• DATA RECORDS:

-- Opening Marker --

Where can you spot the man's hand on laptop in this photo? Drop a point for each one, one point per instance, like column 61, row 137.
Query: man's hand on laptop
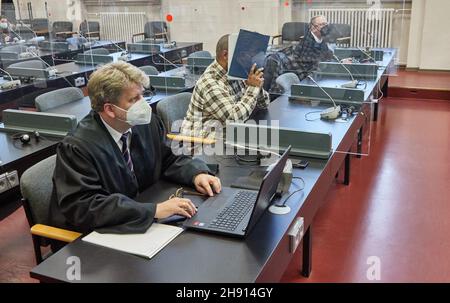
column 207, row 184
column 175, row 206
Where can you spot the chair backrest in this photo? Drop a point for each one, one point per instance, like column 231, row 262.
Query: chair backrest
column 292, row 31
column 89, row 26
column 153, row 28
column 37, row 64
column 97, row 51
column 39, row 24
column 201, row 54
column 58, row 97
column 286, row 81
column 62, row 26
column 173, row 108
column 14, row 49
column 149, row 70
column 36, row 187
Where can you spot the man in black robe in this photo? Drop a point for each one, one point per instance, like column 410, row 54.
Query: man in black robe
column 117, row 151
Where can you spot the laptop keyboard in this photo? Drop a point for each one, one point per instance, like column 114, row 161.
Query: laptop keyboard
column 230, row 217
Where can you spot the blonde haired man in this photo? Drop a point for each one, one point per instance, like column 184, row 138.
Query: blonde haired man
column 116, row 152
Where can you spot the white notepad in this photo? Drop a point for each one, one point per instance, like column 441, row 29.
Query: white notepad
column 145, row 245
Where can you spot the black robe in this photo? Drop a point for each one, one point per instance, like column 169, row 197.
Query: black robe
column 92, row 187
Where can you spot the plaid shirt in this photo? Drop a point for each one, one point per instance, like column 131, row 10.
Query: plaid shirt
column 300, row 59
column 216, row 100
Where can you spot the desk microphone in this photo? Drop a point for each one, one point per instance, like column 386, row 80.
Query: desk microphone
column 351, row 84
column 329, row 113
column 125, row 54
column 17, row 35
column 365, row 53
column 167, row 60
column 9, row 84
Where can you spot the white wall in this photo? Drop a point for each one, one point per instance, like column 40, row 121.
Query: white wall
column 421, row 36
column 415, row 34
column 208, row 20
column 435, row 44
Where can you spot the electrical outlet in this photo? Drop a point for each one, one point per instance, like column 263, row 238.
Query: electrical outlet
column 13, row 179
column 80, row 81
column 3, row 184
column 296, row 234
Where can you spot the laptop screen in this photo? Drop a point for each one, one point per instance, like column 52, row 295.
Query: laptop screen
column 268, row 189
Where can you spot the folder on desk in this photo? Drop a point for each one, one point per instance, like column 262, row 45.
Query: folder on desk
column 145, row 245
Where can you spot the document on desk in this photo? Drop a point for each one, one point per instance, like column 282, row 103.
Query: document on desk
column 145, row 245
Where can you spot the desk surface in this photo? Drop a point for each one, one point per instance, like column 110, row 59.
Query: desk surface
column 199, row 257
column 12, row 151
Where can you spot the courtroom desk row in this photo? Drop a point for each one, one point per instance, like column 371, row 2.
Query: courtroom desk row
column 262, row 256
column 55, row 57
column 24, row 95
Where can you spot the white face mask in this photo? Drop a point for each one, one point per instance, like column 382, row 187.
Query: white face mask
column 138, row 114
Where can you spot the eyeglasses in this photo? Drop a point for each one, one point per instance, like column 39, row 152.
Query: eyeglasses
column 181, row 192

-- Closing Marker --

• WORK ORDER: An exact retyping of the lines from the one with "Where can you spot the eyeglasses" to the end of the material above, with both ends included and nothing added, is the required answer.

• RESULT BELOW:
Where can you spot the eyeglasses in this photo? Drop a point for each one, one point per instance, like column 39, row 152.
Query: eyeglasses
column 181, row 192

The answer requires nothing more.